[Texto em estudo]
Numa linha de tempo, o conhecimento da dor se divide entre os séculos anteriores à teoria do portão do controle da dor, e as décadas posteriores à mesma. Nesse breve artigo, o Dr. Ronald Melzack, um dos dois autores da teoria, há pouco falecido, reconhece o quanto a dor depende do cérebro e lamenta o pouco que hoje a medicina sabe sobre ele. Mais importante, legitima a noção de que a dor não é apenas uma questão sensorial, e sim um fenômeno multifatorial. Depreende-se disso que a única forma de entender, diagnosticar e tratar a dor é examinando o paciente com base num enfoque biopsicossocial/espiritual. A mensagem do artigo é muito precisa. O seu entendimento por parte da medicina clínica infelizmente, nem tanto.
A contribuição mais importante da teoria do portão do controle da dor para a compreensão da dor foi sua ênfase nos mecanismos neurais centrais. A teoria forçou as ciências médicas e biológicas a aceitar o cérebro como um sistema ativo que filtra, seleciona e modula os inputs. Os chifres dorsais também não eram meramente estações de transmissão passiva, mas locais nos quais ocorriam atividades dinâmicas (inibição, excitação e modulação).
O grande desafio que temos pela frente é entender o funcionamento do cérebro. Propus, portanto, que o cérebro possui uma rede neural – a neuromatriz corporal – que integra vários inputs para produzir o padrão de saída que evoca a dor. A neuromatriz corporal compreende uma rede neural amplamente distribuída que inclui componentes somatossensorial paralelo, límbico e tálamo-cortical que servem às dimensões discriminativo-sensoriais, afetivo-motivacionais e avaliativa-cognitivas da experiência de dor.
A arquitetura sináptica da neuromatriz é determinada por influências genéticas e sensoriais. A saída da neuromatriz – padrões de impulsos nervosos de dimensões temporais e espaciais variáveis – é produzida por programas neurais geneticamente incorporados à neuromatriz e determina as qualidades particulares e outras propriedades da experiência e do comportamento da dor.

[Trechos dos dados]
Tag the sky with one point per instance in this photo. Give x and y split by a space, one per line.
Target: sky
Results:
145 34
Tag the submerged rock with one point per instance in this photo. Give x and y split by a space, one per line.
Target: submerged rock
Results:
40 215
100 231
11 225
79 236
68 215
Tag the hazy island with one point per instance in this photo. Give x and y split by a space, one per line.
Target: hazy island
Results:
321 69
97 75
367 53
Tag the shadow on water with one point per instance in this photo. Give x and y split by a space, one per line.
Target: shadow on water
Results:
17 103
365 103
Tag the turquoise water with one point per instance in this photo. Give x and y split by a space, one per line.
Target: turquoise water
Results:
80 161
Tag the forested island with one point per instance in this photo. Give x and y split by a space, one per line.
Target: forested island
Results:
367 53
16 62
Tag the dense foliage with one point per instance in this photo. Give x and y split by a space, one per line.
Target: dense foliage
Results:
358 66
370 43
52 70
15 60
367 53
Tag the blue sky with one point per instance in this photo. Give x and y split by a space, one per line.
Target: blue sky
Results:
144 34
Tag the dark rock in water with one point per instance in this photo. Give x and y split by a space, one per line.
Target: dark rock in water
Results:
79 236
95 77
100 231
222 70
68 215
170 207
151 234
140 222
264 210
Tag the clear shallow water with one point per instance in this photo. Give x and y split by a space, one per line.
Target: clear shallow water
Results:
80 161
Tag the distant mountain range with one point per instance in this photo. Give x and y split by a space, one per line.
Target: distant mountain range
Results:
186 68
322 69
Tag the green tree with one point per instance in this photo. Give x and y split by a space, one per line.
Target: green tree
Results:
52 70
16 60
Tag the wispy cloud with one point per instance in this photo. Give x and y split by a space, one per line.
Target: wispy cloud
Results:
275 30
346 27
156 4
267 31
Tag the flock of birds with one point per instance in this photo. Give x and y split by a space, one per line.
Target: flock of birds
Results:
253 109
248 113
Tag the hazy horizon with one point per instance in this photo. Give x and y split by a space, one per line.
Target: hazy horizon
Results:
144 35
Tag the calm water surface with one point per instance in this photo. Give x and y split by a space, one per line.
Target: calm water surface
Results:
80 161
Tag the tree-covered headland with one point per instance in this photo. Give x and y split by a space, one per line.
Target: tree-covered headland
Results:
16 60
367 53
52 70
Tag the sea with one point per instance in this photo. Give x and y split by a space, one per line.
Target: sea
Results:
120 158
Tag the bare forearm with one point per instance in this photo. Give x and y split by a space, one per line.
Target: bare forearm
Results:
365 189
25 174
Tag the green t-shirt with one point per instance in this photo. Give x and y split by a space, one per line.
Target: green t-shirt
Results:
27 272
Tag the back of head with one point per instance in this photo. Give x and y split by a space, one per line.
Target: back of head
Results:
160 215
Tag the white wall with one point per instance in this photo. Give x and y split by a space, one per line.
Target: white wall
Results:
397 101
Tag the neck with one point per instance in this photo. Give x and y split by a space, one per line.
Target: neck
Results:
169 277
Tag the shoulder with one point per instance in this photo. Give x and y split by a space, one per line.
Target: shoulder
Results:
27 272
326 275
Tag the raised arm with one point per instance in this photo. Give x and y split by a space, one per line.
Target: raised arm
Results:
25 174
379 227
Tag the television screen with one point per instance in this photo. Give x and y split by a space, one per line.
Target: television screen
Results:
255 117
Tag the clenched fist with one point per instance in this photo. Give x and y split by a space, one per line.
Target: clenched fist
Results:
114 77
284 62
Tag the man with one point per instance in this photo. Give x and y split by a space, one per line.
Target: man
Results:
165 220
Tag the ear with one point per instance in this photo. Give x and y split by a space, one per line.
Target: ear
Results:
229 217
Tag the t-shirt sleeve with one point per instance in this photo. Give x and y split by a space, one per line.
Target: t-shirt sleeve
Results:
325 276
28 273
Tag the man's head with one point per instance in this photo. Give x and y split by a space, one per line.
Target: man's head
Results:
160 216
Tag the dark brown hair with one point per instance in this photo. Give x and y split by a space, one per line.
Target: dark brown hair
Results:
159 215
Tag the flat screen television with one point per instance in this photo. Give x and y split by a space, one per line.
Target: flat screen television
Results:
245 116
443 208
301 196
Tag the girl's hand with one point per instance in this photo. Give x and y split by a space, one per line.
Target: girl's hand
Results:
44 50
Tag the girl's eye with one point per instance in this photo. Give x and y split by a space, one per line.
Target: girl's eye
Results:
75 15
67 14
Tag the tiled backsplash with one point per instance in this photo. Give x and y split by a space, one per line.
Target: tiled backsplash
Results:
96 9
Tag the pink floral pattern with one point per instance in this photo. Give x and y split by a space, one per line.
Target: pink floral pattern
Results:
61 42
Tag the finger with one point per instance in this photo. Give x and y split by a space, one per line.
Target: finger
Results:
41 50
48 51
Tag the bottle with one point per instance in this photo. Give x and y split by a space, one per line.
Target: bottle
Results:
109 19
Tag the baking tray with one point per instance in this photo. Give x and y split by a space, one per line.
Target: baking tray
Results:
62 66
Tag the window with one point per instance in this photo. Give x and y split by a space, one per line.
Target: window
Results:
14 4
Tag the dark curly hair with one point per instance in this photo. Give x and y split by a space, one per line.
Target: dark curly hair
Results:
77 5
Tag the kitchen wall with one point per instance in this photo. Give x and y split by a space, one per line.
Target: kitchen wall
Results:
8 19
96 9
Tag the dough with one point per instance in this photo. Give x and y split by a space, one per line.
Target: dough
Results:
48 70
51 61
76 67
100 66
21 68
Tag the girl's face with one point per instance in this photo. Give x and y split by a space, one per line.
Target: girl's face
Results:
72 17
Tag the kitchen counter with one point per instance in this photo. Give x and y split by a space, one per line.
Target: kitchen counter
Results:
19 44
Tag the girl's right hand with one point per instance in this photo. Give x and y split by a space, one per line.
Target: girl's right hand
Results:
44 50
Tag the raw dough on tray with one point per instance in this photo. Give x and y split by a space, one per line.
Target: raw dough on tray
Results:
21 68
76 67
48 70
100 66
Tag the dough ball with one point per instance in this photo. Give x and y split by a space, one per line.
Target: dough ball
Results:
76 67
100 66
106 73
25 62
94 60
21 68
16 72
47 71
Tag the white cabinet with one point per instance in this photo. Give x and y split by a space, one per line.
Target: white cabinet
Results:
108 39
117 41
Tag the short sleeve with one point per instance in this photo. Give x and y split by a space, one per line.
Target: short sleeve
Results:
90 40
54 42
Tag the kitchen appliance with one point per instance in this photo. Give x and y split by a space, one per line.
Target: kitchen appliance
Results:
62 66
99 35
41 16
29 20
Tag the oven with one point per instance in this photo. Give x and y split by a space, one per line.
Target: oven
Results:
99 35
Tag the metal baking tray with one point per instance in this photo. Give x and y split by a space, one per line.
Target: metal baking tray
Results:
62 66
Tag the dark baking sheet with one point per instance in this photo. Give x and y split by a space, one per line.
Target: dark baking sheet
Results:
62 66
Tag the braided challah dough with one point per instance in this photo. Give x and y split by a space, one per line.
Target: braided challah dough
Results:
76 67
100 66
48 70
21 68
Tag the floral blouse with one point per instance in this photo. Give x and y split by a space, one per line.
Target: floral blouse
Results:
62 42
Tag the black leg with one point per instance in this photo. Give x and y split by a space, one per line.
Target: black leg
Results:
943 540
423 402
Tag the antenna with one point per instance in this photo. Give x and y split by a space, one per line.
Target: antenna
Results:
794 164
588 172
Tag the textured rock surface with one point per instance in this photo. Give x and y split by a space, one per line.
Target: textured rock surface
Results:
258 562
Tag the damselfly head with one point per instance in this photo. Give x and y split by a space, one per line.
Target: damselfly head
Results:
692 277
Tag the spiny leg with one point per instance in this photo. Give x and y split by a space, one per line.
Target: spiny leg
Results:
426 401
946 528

[Instrução da tarefa A] Segundo o texto em estudo, que tipos de influência determinam a arquitetura sináptica da neuromatriz?
[Instrução da tarefa B] Liste todas as dimensões da experiência de dor que, conforme o texto em estudo, os componentes da neuromatriz corporal servem.
[Instrução da tarefa C] Transcreva do texto em estudo o trecho de "A arquitetura sináptica" até "comportamento da dor.".

[Resultado esperado A] Influências genéticas e sensoriais.

[Resultado esperado B]
- discriminativo-sensoriais
- afetivo-motivacionais
- avaliativa-cognitivas

[Resultado esperado C]
A arquitetura sináptica da neuromatriz é determinada por influências genéticas e sensoriais. A saída da neuromatriz – padrões de impulsos nervosos de dimensões temporais e espaciais variáveis – é produzida por programas neurais geneticamente incorporados à neuromatriz e determina as qualidades particulares e outras propriedades da experiência e do comportamento da dor.